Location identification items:
┌──
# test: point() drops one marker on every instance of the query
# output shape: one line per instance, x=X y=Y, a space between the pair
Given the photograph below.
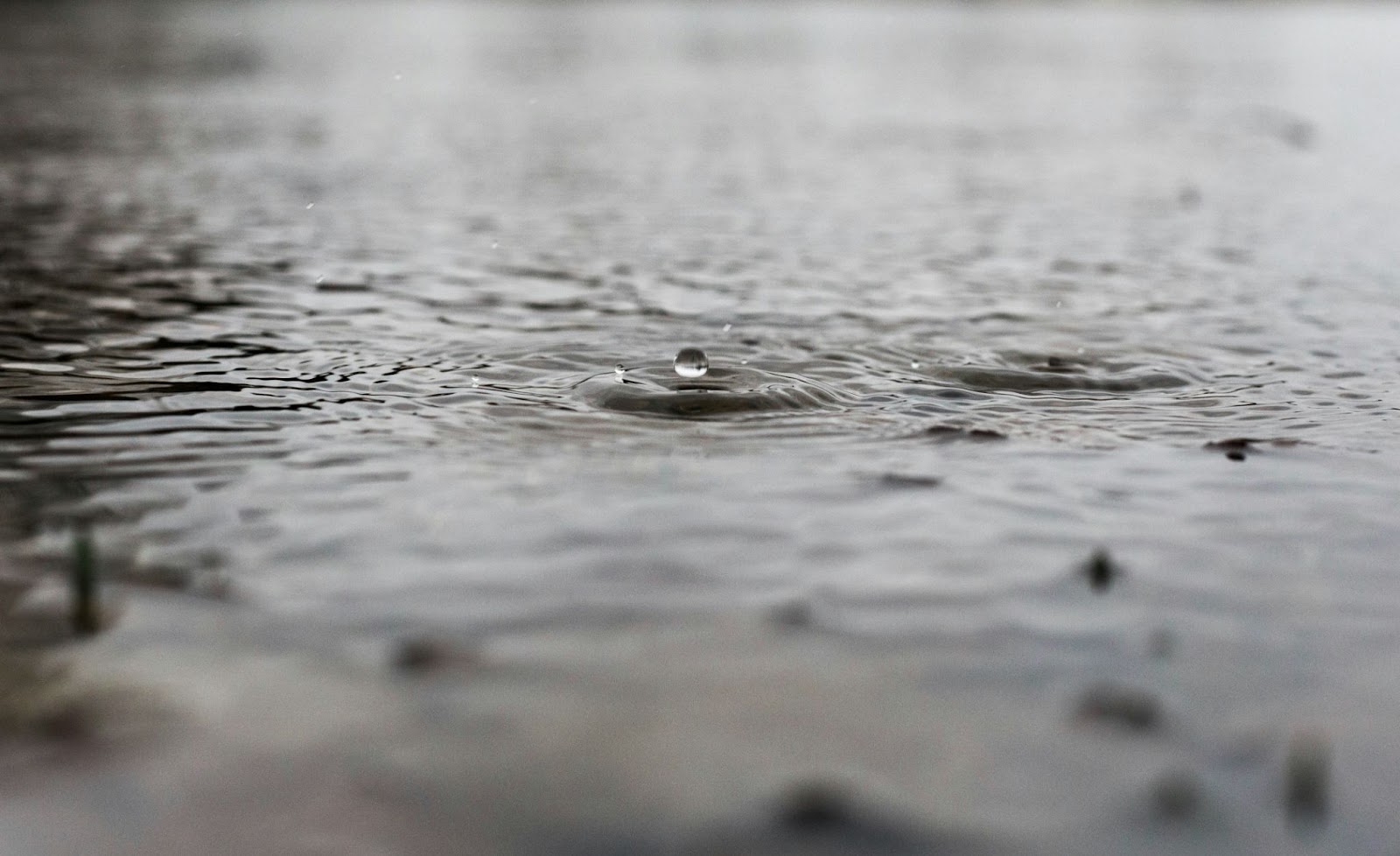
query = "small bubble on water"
x=690 y=361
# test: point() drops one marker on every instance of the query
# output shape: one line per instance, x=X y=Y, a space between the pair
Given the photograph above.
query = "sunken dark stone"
x=814 y=806
x=1101 y=571
x=1120 y=706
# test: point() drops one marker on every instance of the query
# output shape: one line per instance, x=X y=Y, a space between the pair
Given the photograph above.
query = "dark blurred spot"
x=1306 y=774
x=793 y=615
x=1101 y=571
x=1119 y=706
x=420 y=655
x=814 y=804
x=1176 y=796
x=948 y=433
x=895 y=480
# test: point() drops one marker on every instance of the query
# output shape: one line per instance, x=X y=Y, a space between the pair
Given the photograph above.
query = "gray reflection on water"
x=317 y=308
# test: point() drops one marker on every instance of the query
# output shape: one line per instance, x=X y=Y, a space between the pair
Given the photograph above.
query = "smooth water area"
x=331 y=301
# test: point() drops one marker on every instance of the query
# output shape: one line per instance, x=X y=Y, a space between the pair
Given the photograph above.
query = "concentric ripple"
x=721 y=392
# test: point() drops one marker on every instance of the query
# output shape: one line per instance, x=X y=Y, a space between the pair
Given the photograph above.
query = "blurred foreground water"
x=324 y=303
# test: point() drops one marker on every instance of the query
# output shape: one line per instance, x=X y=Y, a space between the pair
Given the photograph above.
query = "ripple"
x=721 y=392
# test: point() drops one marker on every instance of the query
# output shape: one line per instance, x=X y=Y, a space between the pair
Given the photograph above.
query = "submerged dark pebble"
x=793 y=615
x=956 y=432
x=1161 y=643
x=1236 y=449
x=420 y=655
x=1101 y=571
x=895 y=480
x=1306 y=774
x=1176 y=796
x=816 y=804
x=1120 y=706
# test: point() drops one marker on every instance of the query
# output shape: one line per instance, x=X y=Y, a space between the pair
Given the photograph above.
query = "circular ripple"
x=724 y=391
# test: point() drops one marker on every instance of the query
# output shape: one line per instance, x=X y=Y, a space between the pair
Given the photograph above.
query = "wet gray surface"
x=326 y=300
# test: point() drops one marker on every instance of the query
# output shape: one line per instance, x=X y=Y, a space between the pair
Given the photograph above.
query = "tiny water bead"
x=690 y=361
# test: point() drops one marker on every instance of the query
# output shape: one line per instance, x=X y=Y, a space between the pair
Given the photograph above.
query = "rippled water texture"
x=331 y=301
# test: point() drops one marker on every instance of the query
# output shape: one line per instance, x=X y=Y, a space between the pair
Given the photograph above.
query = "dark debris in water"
x=816 y=804
x=793 y=615
x=1101 y=571
x=898 y=480
x=1176 y=796
x=1236 y=449
x=1306 y=772
x=1120 y=706
x=948 y=433
x=424 y=655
└──
YOUR INSTRUCTIONS: Convert all the records above into a Markdown table with two columns, "n" for the row number and "Line" for the line itself, omitting blank lines. Leave the pictures out.

CORRECT ANSWER:
| n | Line |
|---|---|
| 1 | # test: point() drops one marker on every instance of the query |
| 2 | # output shape: one line per instance, x=X y=Y, a space between the pair |
| 3 | Given the photograph below. |
| 4 | query = "small bubble on water" |
| 5 | x=690 y=361 |
| 6 | # test: point() drops one marker on every instance of the query |
| 7 | # output shape: one line per instance, x=X y=Y, a space between the pair |
| 8 | Given the photograph above. |
| 9 | query = "sunken dark stone" |
| 10 | x=814 y=806 |
| 11 | x=1101 y=571 |
| 12 | x=1120 y=706 |
| 13 | # test: point() drops one marker on every instance of the query |
| 14 | # output shape: one line per instance, x=X y=Y, a space between the pair |
| 15 | Given the photograph above. |
| 16 | query = "dark blurred spot" |
| 17 | x=1306 y=774 |
| 18 | x=793 y=615 |
| 19 | x=1101 y=571 |
| 20 | x=1119 y=706 |
| 21 | x=420 y=655 |
| 22 | x=814 y=804 |
| 23 | x=1176 y=796 |
| 24 | x=948 y=433 |
| 25 | x=895 y=480 |
| 26 | # test: point() drops one marker on every instance of the query |
| 27 | # output shape: one line per instance, x=X y=Y, a space between the pair |
| 28 | Given the photograph above. |
| 29 | query = "gray reflection on water" |
| 30 | x=317 y=308 |
| 31 | # test: point() drops one marker on every instance of the query |
| 32 | # output shape: one line per instance, x=X y=Y, a space between the pair |
| 33 | Given the photograph above. |
| 34 | query = "smooth water area" |
| 35 | x=331 y=301 |
| 36 | # test: point() drops one marker on every instance of the query |
| 37 | # output shape: one line per instance, x=X y=Y, a space between the pair |
| 38 | Given the photograph above. |
| 39 | query = "concentric ripple" |
| 40 | x=721 y=392 |
| 41 | # test: point() drops one marker on every instance of the query |
| 42 | # output shape: one line per instance, x=X y=Y, a space between the pair |
| 43 | Given the photograph above. |
| 44 | query = "blurred foreground water" |
| 45 | x=324 y=303 |
| 46 | # test: point() drops one marker on every instance of the query |
| 47 | # output shape: one line per instance, x=X y=Y, a space between the pair |
| 48 | Given the photograph above. |
| 49 | query = "ripple" |
| 50 | x=721 y=392 |
| 51 | # test: point() drops one marker on every instance of the query |
| 52 | # output shape: one line per instance, x=X y=Y, a space between the pair |
| 53 | Given the photograph above. |
| 54 | query = "submerged dark pebble" |
| 55 | x=793 y=615 |
| 56 | x=956 y=432 |
| 57 | x=1161 y=643 |
| 58 | x=1236 y=449 |
| 59 | x=420 y=655 |
| 60 | x=1101 y=571 |
| 61 | x=895 y=480 |
| 62 | x=1306 y=774 |
| 63 | x=1176 y=796 |
| 64 | x=816 y=804 |
| 65 | x=1120 y=706 |
| 66 | # test: point() drops one marker on every instance of the query |
| 67 | # output shape: one line per instance, x=X y=Y, a space between the pair |
| 68 | Given the photograph above. |
| 69 | query = "circular ripple" |
| 70 | x=724 y=391 |
| 71 | # test: point() drops one marker on every instance of the query |
| 72 | # output shape: one line per instance, x=X y=Y, a space between the pair |
| 73 | Given the photograph above. |
| 74 | query = "wet gray surface" |
| 75 | x=326 y=300 |
| 76 | # test: point() drops one marker on every instance of the query |
| 77 | # output shape: one line per instance, x=X y=Y, a space between the pair |
| 78 | Given the photograph above. |
| 79 | query = "tiny water bead" |
| 80 | x=690 y=361 |
| 81 | # test: point() drops one marker on every instance of the query |
| 82 | # output shape: one line per instance, x=X y=Y, a space between the pair |
| 83 | Given the photograph above. |
| 84 | query = "rippled water texture" |
| 85 | x=331 y=301 |
| 86 | # test: point() drops one marker on every instance of the query |
| 87 | # output shape: one line per instance, x=X y=Y, a space between the pair |
| 88 | Given the photograph above. |
| 89 | query = "dark debris in water" |
| 90 | x=816 y=804 |
| 91 | x=793 y=615 |
| 92 | x=1101 y=571 |
| 93 | x=898 y=480 |
| 94 | x=1176 y=796 |
| 95 | x=1236 y=449 |
| 96 | x=1306 y=772 |
| 97 | x=1120 y=706 |
| 98 | x=948 y=433 |
| 99 | x=424 y=655 |